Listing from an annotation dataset
▶
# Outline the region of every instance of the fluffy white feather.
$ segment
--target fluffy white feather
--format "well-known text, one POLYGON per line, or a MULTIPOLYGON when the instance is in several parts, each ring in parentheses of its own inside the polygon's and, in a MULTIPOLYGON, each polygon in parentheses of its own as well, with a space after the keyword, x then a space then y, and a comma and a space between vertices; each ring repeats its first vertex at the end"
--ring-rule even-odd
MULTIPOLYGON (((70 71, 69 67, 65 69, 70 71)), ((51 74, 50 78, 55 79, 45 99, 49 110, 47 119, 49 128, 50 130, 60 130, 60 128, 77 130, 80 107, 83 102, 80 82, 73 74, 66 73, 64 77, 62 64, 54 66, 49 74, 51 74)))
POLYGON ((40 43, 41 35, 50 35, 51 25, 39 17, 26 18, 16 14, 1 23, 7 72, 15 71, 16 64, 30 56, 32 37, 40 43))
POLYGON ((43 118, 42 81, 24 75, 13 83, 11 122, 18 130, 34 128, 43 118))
◀
Problem description
Output the listing above again, character for character, with every line kept in its original order.

Response to the exercise
# Outline the region of every instance of the fluffy white feather.
$ segment
--target fluffy white feather
--format "well-known text, one POLYGON per line, or a MULTIPOLYGON when the instance is in several parts, each ring in parentheses of its own inside the polygon's and, in a MULTIPOLYGON, each polygon in parentheses of its own as well, with a space after the keyword, x then a space then y, and a comma and a space between vertices; each ring repeats its first vertex at the end"
--ring-rule even-odd
MULTIPOLYGON (((70 71, 69 67, 65 69, 70 71)), ((51 74, 50 78, 55 79, 45 99, 49 110, 47 119, 49 128, 50 130, 60 130, 60 128, 77 130, 80 107, 83 102, 80 82, 73 74, 66 73, 64 77, 62 64, 54 66, 49 74, 51 74)))
POLYGON ((40 43, 41 35, 50 35, 51 25, 39 17, 26 18, 16 14, 1 23, 7 72, 15 71, 16 64, 30 56, 32 37, 40 43))
POLYGON ((43 118, 42 81, 24 75, 13 83, 11 122, 18 130, 34 128, 43 118))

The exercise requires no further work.